--- Required actions ---
- a) Using the text on intrusion and intruders, list every activity that cyber criminals may carry out to gain financial reward.
- b) Decide whether each statement below agrees with the text on intrusion and intruders. Give yes or no for each, followed by the deciding words quoted from the text. (i) Activists often have a low skill level. (ii) Apprentice attackers are the hardest to defend against. (iii) State-sponsored organizations are also called Advanced Persistent Threats.
- c) Pick up the text on intrusion and intruders at the point where it ends, and keep writing.

--- Document extract ---

Segment Open

Intrusion Detection Host -Based Intrusion Detection – Network -Based
Intrusion Detection – Distributed or Hybrid Intrusion Detection – Intrusion
Detection Exchange Format – Honeypots – Example System Snort

What is Intrusion?

• Cyber Intrusion is to compromise a computer system by breaking the
security of such a system or causing it to enter into an insecure state
• Some intruders will try to implant code that has been carefully
developed. Others will infiltrate the network, stealthily siphoning out
data on a regular basis or altering public-facing Web sites with varied
messages.
• An attacker can acquire physical access to your system (by physically
accessing a restricted computer and its hard drive and/or BIOS),
externally (by assaulting your Web servers or breaching your firewall),
or internally (by physically accessing a restricted machine and its hard
disc and/or BIOS) (your own users, customers, or partners)

Broad classes of Intruders
• Cyber criminals: Are either individuals or members of an organized crime group with a goal of financial reward. To achieve this, their activities may include identity theft, theft of financial credentials, corporate espionage, data theft, or data ransoming.
• Activists: Are either individuals, usually working as insiders, or members of a larger group of outsider attackers, who are motivated by social or political causes. They are also known as hacktivists, and their skill level is often quite low.
• State-sponsored organizations: Are groups of hackers sponsored by governments to conduct espionage or sabotage activities. They are also known as Advanced Persistent Threats (APTs), due to the covert nature and persistence over extended periods involved with many attacks in this class.
• Apprentice: Hackers with minimal technical skill who primarily use existing attack toolkits. They likely comprise the largest number of attackers, including many criminal and activist attackers. Given their use of existing known tools, these attackers are the easiest to defend against. They are also known as “script-kiddies” due to their use of existing scripts (tools).
• Journeyman: Hackers with sufficient technical skills to modify and extend attack toolkits to use newly discovered, or purchased, vulnerabilities; or to focus on different target groups. They may also be able to locate new vulnerabilities to exploit that are similar to some already known. A number of hackers with such skills are likely found in all intruder classes listed above, adapting tools for use by others.
• Master: Hackers with high-level technical skills capable of discovering brand new categories of vulnerabilities, or writing new powerful attack toolkits

Examples of Intrusion

Intruder Behaviour
Target Acquisition and Information Gathering: Where the attacker identifies and characterizes the target systems using publicly available information, both technical and non-technical, and the use network exploration tools to map target resources
Initial Access: The initial access to a target system, typically by exploiting a remote network vulnerability, by guessing weak authentication credentials used in a remote service, or via the installation of malware on the system using some form of social engineering or drive-by- download attack
Privilege Escalation: Actions taken on the system, typically via a local access vulnerability to increase the privileges available to the attacker to enable their desired goals on the target
system.
Information Gathering or System Exploit: Actions by the attacker to access or modify information or resources on the system, or to navigate to another target system.

Segment Closed

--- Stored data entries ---
Segment Open

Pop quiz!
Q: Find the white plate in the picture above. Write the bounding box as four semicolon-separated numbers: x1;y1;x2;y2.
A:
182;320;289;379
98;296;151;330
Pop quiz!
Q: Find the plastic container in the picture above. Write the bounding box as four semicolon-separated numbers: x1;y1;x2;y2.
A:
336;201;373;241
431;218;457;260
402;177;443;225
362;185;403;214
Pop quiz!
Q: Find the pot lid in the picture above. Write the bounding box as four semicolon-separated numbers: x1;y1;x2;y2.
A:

Segment Closed

--- Answers given ---
- a) identity theft, theft of financial credentials, corporate espionage, data theft, data ransoming

- b)
(i) Yes: "their skill level is often quite low"
(ii) No: "these attackers are the easiest to defend against"
(iii) Yes: "They are also known as Advanced Persistent Threats (APTs)"

- c)
Maintaining Access: Actions such as the installation of backdoors or other malicious software as we discuss in Chapter 6, or through the addition of covert authentication credentials or other configuration changes to the system, to enable continued access by the attacker after the initial attack.
Covering Tracks: Where the attacker disables or edits audit logs, to remove evidence of attack activity, and uses rootkits and other measures to hide covertly installed files or code

Intrusion Detection

An IDS comprises three logical components:
• Sensors: Sensors are responsible for collecting data. The input for a sensor
may be any part of a system that could contain evidence of an intrusion.
Types of input to a sensor includes network packets, log files, and system call
traces. Sensors collect and forward this information to the analyzer.
• Analyzers: Analyzers receive input from one or more sensors or from other
analyzers. The analyzer is responsible for determining if an intrusion has
occurred. The output of this component is an indication that an intrusion has
occurred. The output may include evidence supporting the conclusion that an
intrusion occurred. The analyzer may provide guidance about what actions to
take as a result of the intrusion. The sensor inputs may also be stored for
future analysis and review in a storage or database component.
• User interface: The user interface to an IDS enables a user to view output
from the system or control the behavior of the system. In some systems, the
user interface may equate to a manager, director, or console component

• Intrusion detection is based on the assumption that the behavior of the
intruder differs from that of a legitimate user in ways that can be quantified. Of course, we cannot expect that there will be a crisp, exact distinction between an attack by an intruder and the normal use of resources by an authorized user. Rather, we must expect that there will be
some overlap.
• Although the typical behavior of an intruder differs from the typical behavior of an authorized user, there is an overlap in these behaviors. Thus, a loose interpretation of intruder behavior, which will catch more
intruders, will also lead to a number of false positives, or false alarms,
where authorized users are identified as intruders. On the other hand, an
attempt to limit false positives by a tight interpretation of intruder behavior will lead to an increase in false negatives, or intruders not
identified as intruders.

• To be of practical use, an IDS should detect a substantial percentage
of intrusions while keeping the false alarm rate at an acceptable
level. If only a modest percentage of actual intrusions are detected,
the system provides a false sense of security. On the other hand, if
the system frequently triggers an alert when there is no intrusion (a
false alarm), then either system managers will begin to ignore the
alarms, or much time will be wasted analyzing the false alarms.
• Unfortunately, because of the nature of the probabilities involved, it
is very difficult to meet the standard of high rate of detections with a
low rate of false alarms. In general, if the actual numbers of
intrusions is low compared to the number of legitimate uses of a
system, then the false alarm rate will be high unless the test is
extremely discriminating. This is an example of a phenomenon
known as the base-rate fallacy.

Analysis Approaches

IDSs typically use one of the following alternative approaches to analyze
sensor data to detect intrusions:
1. Anomaly detection: Involves the collection of data relating to the behavior
of legitimate users over a period of time. Then current observed behavior is
analyzed to determine with a high level of confidence whether this behavior
is that of a legitimate user or alternatively that of an intruder.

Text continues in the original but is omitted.